**Apply what you read**
[1] In the story of the crow and the fox, where did the crow put her aloo chop before she began singing?
[2] Pick up the story of the crow and the fox after its final line and write what happens next.

**Document passage**
_ _ _ _ _
Pretty soon a young and beautiful crow flew in and perched on the opposite wall. And was watching and eyeing the heap of aloo chops. At the right moment when the vendor turned back, she jumped in and picked up one aloo chop in her beak and flew far away into the jungle. And landed on the branch of a mango tree. And was thinking of biting, chewing, and eating her crunchy-munchy aloo chop.

Just then an old fox was walking below the tree and looked up. You know, old foxes are very cunning. And he wanted to steal and snatch the crow's aloo chop and run away with it. So, he said to the crow:

"Oh, Ms Crow! You are so young and beautiful. And everyone in the jungle tells me that you sing wonderfully. Won't you please sing a song for me?"

The crow looked down and thought this fox is old and so let me sing an old song for him. And she hid her aloo chop below her feet sandwiched firmly between her claws and the branch of the mango tree. And sang a song from the old movie, Missamma:

"Seetaa Raam, Seetaa Raam, Seeta Raam Jay Seetaa Raam..."

for a full two minutes.
_ _ _ _ _
(Collection entries)
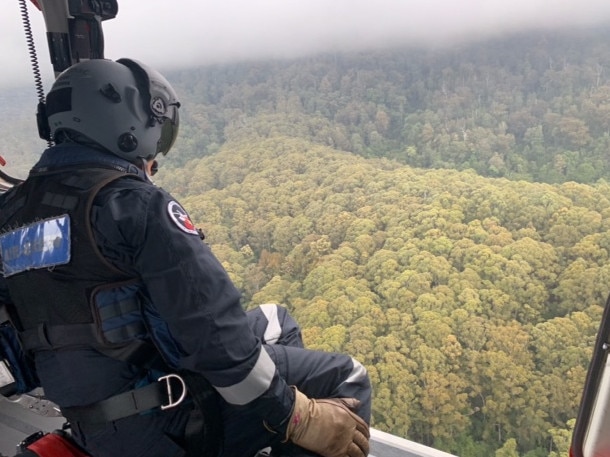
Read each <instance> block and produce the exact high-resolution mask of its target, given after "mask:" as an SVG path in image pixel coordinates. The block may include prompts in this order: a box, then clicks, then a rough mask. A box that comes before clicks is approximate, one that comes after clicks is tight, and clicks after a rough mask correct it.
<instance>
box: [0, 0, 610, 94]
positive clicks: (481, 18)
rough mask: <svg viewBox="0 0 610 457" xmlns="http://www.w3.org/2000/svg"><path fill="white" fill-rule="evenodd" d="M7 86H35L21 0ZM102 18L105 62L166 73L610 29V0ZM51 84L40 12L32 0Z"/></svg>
mask: <svg viewBox="0 0 610 457" xmlns="http://www.w3.org/2000/svg"><path fill="white" fill-rule="evenodd" d="M2 3H3V4H4V8H5V9H4V10H3V11H2V14H0V47H1V49H2V54H1V55H2V70H1V73H0V89H1V88H7V87H13V86H23V85H27V84H30V82H31V81H33V76H32V72H31V64H30V60H29V55H28V50H27V46H26V40H25V35H24V32H23V25H22V19H21V14H20V8H19V3H18V1H17V0H10V1H9V0H5V1H4V0H3V1H2ZM118 3H119V14H118V16H117V17H116V18H115V19H111V20H108V21H105V22H104V37H105V41H106V48H105V49H106V51H105V54H106V57H107V58H111V59H117V58H120V57H132V58H136V59H139V60H141V61H143V62H145V63H148V64H150V65H152V66H154V67H157V68H159V69H161V70H163V69H168V68H175V67H177V66H191V65H194V64H206V63H216V62H222V61H230V60H243V59H247V58H252V57H254V58H257V57H291V56H301V55H304V54H308V53H312V52H316V51H323V50H350V49H354V48H364V47H372V46H375V47H378V46H383V45H394V44H398V43H404V44H409V43H424V42H429V43H432V42H434V43H436V44H439V43H455V42H457V41H458V40H462V39H466V38H468V39H473V38H474V39H476V38H481V39H484V38H486V37H490V36H493V35H497V34H499V33H505V32H510V31H514V30H516V29H523V28H551V27H558V26H583V25H585V26H586V25H595V24H599V23H602V22H603V23H607V24H609V26H610V0H216V1H214V2H213V1H209V0H119V2H118ZM28 8H29V12H30V20H31V23H32V32H33V34H34V38H35V40H36V44H37V52H38V55H39V62H40V68H41V71H42V74H43V77H44V78H45V81H48V80H51V81H52V78H53V75H52V70H51V66H50V63H49V56H48V50H47V45H46V39H45V35H44V33H45V27H44V22H43V19H42V13H40V12H39V11H38V10H36V9H35V8H34V7H33V6H32V5H31V4H30V2H29V0H28Z"/></svg>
_ _ _ _ _
**Answers**
[1] Below her feet, held firmly between her claws and the branch of the mango tree.

[2]
And the aloo chop didn't fall down, no way. The old fox was disappointed but old foxes don't give up. So he tried another trick. And said to the crow:

"That was a nice song you sang melodiously. Thank you. I am also told that you are a great dancer. Won't you please perform a dance for me?"

The crow looked down and thought this fox is old and so let me dance a number from an old movie. So she picked up her aloo chop and replaced it firmly in her beak and danced a number from the old movie, Jhanak Jhanak Payal Bajey:

"Tha tha ththaa, thadikita tadikta tadkita thaa...naadir diththa naadir diththa naadir diththaa...."

for a full three minutes.

And the aloo chop didn't fall down, no way.

The old fox was beaten again but old foxes don't give up easily. So he tried a final trick and said to the crow:

"That was a superb dance indeed. You gave me a song and a dance but both from old movies. I may be old in looks but young at heart. Won't you please now give me a song-and-dance number from a recent movie...singing while dancing and dancing while singing?"

The crow then sang and danced the popular number from the movie, Chennai Express. You know the number:

"Lungi dance, lungi dance, lungi dance...."

for a full four minutes.

But, before that, she pushed her aloo chop into her pocket. You may think that crows don't have pockets. But this one had. All of six pockets. Two back pockets, two side pockets, two thigh pockets...for, she was wearing her jeans pant (me glancing sideways at Ishani). 

So the aloo chop was firmly zipped in her back pocket and didn't fall down, no way.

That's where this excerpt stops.